### CONJUNTO DE EXERCÍCIOS:
(a) De acordo com o texto sobre João Saldanha, por qual alcunha ele era conhecido?
(b) Reproduza a parte do texto sobre João Saldanha que começa em "Para a sorte" e termina em "da Seleção Brasileira.".
***** TRECHO DA PÁGINA *****
O empate por 1 a 1 da Seleção Brasileira com o Bangu, em Moça Bonita, tirou do sério torcedores, imprensa e a cúpula da Confederação Brasileira de Desportos (CBD). João Saldanha, que era conhecido pela peculiar alcunha de ‘João Sem Medo’, porém, aparentava tranquilidade. Não quer dizer, contudo, que estivesse exatamente calmo.
Saldanha tinha desavenças com algumas figuras importantes do meio do futebol. Uma delas era Dorival Knipel, o Yustrich, técnico do Flamengo à época.
O treinador rubro-negro era um provocador e crítico mordaz de João Saldanha. Um ano antes, em 1969, Yustrich estava à frente do Atlético-MG na vitória por 2 a 1 sobre a Seleção de Saldanha no Mineirão. Ele comemorou muito aquela vitória e, de quebra, passou a almejar o comando da equipe nacional.
Nesse contexto, empatar com o Bangu às vésperas da Copa do Mundo de 1970 era um prato cheio.
— O Saldanha sai daqui (de Moça Bonita) tranquilo, está com o cargo ainda garantido. Dois dias depois, ele tem uma briga com o Yustrich, que é o técnico do Flamengo. E ele entra na concentração do Flamengo armado, para tirar satisfação com o Yustrich — conta Carlos Molinari, jornalista e historiador do Bangu.
Para a sorte de todo mundo, o treinador rubro-negro não estava no local e tudo não passou de um susto. Mas o episódio serviu como mais um motivo (ou como mais um bode-expiatório) para derrubar Saldanha da Seleção Brasileira.
***** INFORMAÇÕES APRESENTADAS *****
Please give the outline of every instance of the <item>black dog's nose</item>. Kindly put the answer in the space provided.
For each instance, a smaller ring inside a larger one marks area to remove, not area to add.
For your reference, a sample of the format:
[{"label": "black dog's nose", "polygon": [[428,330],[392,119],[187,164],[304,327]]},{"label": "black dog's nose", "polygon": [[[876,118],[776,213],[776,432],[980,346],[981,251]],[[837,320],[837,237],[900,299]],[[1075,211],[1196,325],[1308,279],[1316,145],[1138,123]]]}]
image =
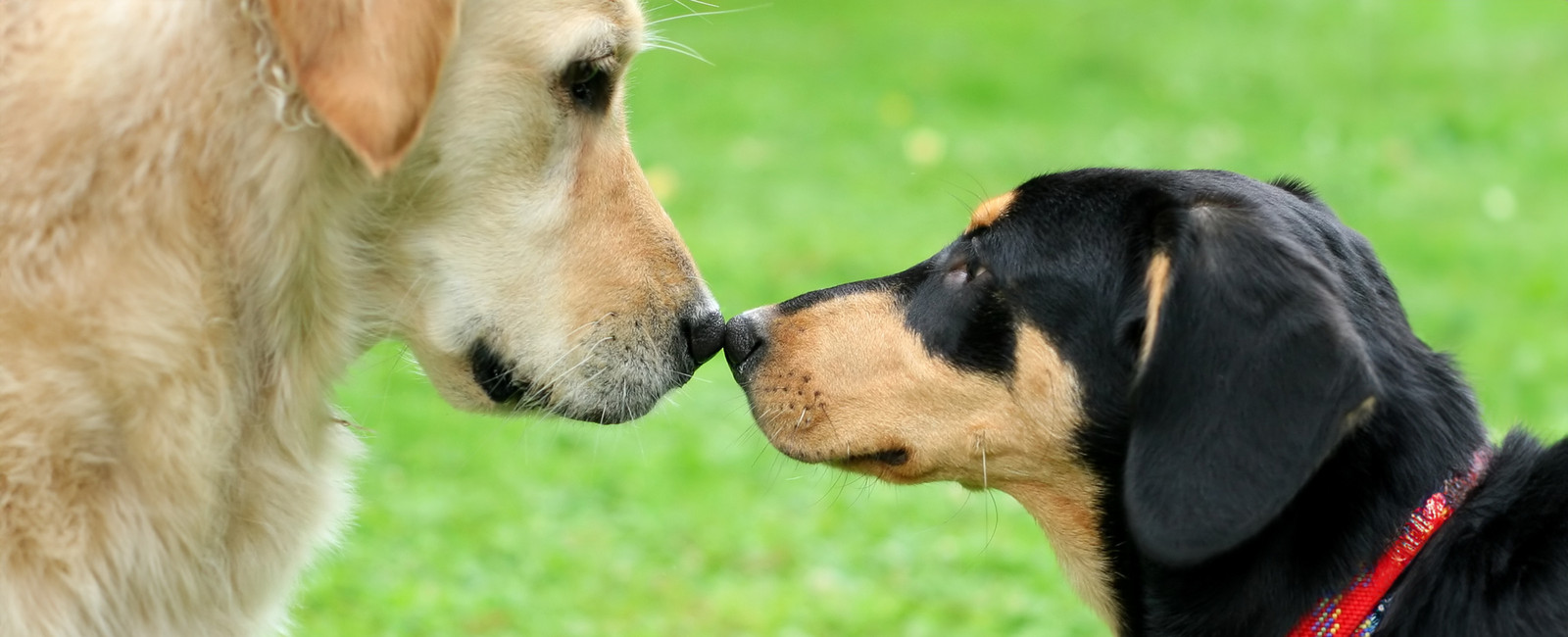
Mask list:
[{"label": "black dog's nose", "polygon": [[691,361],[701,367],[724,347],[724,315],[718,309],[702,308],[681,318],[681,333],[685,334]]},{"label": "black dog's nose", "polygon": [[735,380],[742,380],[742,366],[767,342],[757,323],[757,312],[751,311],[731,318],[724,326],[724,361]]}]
*****
***** INFORMAÇÕES APRESENTADAS *****
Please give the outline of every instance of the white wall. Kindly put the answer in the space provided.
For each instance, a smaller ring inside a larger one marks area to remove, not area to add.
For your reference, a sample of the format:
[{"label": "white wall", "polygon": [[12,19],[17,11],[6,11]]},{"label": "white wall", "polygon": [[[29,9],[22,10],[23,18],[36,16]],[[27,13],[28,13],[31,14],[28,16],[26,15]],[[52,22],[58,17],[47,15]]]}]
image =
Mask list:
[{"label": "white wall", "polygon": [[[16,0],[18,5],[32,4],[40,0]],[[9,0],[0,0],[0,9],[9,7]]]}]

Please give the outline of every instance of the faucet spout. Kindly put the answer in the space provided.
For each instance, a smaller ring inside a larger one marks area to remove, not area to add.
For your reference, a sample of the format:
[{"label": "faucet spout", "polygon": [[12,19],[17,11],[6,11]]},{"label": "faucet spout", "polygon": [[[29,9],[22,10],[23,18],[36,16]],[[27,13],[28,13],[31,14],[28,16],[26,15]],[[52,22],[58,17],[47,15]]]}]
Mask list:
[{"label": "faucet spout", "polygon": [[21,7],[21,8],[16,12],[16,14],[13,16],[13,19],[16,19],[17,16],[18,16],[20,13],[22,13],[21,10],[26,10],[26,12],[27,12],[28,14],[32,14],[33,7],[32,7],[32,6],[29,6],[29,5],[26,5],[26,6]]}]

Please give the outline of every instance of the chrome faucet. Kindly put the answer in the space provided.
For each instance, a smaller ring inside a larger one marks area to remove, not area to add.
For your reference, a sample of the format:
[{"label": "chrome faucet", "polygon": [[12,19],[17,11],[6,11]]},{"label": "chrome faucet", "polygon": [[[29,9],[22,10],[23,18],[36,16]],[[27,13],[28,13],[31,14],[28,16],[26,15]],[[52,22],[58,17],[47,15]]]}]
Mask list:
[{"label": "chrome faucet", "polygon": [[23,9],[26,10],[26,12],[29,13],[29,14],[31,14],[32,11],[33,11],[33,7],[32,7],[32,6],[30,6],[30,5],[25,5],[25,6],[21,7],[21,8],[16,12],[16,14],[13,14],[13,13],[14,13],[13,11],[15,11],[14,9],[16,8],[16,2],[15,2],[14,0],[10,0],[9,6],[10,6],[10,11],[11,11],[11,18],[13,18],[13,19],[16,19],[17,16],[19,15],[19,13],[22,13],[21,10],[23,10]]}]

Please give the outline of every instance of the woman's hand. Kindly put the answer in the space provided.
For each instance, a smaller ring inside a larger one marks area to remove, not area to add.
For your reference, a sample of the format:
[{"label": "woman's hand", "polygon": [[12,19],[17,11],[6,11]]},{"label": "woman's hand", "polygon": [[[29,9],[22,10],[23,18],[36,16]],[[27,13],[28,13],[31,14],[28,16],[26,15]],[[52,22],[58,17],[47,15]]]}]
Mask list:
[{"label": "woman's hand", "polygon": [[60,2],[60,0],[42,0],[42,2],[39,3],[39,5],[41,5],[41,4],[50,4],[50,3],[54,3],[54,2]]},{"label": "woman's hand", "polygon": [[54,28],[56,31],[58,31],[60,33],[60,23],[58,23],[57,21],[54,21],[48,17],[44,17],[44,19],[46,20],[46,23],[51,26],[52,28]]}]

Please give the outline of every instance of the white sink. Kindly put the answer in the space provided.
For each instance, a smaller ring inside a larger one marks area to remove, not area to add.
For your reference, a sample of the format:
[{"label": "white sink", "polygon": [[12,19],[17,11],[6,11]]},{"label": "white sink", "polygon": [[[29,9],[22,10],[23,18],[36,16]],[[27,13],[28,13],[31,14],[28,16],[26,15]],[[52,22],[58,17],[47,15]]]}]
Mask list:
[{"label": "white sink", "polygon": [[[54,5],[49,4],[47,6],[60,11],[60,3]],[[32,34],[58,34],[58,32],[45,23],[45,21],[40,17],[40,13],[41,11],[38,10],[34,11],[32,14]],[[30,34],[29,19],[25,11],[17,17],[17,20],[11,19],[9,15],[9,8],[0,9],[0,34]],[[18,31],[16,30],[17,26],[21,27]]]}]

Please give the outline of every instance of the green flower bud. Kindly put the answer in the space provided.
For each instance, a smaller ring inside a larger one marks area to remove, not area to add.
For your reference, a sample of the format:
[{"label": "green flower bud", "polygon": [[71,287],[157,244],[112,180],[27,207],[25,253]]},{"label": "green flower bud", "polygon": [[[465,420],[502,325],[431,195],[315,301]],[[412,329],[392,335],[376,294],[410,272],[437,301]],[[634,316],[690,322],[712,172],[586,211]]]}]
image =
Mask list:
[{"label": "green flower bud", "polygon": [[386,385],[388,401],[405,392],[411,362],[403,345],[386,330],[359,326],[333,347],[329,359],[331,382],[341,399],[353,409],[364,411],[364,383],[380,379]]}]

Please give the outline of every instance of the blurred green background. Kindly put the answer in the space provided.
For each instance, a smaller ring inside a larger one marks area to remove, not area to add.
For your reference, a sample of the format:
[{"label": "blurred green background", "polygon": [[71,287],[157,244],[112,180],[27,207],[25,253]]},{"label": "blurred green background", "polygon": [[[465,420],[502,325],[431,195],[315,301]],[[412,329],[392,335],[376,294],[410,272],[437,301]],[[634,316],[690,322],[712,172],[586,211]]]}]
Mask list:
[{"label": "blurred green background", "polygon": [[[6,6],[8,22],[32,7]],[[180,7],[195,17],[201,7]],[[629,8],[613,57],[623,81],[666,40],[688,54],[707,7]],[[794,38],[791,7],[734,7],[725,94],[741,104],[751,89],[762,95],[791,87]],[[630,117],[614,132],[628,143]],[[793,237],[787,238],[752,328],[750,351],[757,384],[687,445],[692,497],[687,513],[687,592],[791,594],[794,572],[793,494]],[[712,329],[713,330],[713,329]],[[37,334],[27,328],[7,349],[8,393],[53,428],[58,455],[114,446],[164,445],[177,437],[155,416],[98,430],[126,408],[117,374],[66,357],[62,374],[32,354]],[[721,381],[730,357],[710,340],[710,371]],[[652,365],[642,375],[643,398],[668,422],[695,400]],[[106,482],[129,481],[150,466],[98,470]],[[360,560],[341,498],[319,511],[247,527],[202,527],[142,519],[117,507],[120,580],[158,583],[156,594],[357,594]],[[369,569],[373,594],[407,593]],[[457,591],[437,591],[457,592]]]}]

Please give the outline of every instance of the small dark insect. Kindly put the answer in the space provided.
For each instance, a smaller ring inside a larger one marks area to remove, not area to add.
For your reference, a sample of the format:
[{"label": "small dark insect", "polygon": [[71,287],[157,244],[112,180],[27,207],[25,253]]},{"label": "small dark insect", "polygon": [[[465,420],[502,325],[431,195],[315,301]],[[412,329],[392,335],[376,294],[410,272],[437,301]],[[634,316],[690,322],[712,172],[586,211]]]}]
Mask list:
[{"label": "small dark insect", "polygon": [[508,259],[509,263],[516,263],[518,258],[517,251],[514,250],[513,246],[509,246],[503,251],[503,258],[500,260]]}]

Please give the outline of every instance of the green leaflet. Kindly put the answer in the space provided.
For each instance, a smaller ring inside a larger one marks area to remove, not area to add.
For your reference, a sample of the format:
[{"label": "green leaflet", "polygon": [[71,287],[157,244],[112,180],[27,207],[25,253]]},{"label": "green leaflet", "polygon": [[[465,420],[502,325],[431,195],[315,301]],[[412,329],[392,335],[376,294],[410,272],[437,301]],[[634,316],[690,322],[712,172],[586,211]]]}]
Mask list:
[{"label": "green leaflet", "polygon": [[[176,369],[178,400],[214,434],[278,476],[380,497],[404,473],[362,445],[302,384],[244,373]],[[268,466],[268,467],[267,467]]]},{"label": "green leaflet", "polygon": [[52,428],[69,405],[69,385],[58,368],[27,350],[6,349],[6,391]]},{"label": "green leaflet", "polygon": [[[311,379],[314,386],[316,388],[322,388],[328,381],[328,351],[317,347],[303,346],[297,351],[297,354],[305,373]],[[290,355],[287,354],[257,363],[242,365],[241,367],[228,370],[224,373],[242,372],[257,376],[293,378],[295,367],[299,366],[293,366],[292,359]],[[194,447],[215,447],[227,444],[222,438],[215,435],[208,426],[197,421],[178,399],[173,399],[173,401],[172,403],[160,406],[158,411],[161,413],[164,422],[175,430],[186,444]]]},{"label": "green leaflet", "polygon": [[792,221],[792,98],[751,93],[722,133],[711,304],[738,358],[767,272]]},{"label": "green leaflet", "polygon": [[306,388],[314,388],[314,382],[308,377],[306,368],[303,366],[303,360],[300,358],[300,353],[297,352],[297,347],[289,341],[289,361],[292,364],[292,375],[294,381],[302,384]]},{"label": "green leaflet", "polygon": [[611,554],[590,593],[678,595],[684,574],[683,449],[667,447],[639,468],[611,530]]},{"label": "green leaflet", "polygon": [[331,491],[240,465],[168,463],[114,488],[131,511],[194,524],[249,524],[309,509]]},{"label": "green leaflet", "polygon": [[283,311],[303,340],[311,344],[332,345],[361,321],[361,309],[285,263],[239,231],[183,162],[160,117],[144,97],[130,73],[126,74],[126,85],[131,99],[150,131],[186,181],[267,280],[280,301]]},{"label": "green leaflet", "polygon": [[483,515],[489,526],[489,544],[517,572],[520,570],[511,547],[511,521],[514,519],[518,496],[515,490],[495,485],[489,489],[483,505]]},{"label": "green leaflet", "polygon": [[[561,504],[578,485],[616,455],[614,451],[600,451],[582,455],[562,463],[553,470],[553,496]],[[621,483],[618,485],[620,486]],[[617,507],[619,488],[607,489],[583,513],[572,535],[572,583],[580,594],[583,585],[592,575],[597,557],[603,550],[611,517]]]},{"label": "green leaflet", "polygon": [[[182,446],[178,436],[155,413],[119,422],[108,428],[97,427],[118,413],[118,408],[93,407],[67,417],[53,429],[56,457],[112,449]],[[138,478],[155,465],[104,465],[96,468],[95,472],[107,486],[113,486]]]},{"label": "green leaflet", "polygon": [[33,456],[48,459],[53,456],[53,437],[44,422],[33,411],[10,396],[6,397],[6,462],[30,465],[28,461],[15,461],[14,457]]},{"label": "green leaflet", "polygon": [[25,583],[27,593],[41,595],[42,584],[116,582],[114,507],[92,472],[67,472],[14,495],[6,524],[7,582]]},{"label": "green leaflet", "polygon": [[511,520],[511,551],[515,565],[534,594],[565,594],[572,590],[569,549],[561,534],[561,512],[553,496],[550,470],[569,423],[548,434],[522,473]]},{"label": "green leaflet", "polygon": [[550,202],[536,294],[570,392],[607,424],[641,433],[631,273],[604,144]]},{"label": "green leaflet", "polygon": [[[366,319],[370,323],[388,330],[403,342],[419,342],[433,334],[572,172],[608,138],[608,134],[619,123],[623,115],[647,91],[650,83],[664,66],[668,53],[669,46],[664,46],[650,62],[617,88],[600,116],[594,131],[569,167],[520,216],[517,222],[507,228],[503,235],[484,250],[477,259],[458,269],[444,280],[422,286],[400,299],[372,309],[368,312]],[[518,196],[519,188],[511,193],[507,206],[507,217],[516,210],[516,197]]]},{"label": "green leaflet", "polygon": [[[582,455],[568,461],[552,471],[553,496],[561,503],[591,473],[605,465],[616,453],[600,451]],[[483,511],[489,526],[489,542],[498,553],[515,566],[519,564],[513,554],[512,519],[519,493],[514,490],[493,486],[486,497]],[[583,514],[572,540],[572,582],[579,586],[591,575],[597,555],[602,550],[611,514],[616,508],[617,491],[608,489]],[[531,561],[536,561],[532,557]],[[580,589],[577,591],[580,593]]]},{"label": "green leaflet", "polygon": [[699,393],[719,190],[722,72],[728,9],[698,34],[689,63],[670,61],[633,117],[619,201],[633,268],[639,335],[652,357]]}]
*****
***** INFORMAÇÕES APRESENTADAS *****
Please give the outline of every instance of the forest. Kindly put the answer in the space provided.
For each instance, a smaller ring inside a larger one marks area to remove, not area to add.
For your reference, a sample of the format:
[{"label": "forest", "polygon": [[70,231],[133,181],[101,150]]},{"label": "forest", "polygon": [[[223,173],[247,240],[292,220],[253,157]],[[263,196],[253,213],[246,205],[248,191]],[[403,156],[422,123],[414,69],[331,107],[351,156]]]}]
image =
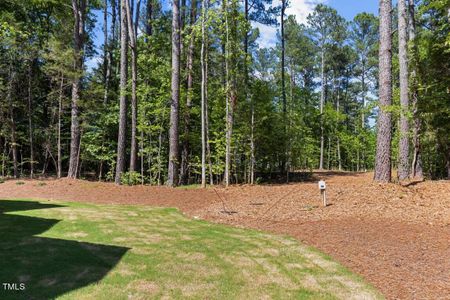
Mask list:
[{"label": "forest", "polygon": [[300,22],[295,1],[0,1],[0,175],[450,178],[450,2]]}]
*****
### RESPOSTAS CORRETAS:
(a) ‘João Sem Medo’.

(b)
Para a sorte de todo mundo, o treinador rubro-negro não estava no local e tudo não passou de um susto. Mas o episódio serviu como mais um motivo (ou como mais um bode-expiatório) para derrubar Saldanha da Seleção Brasileira.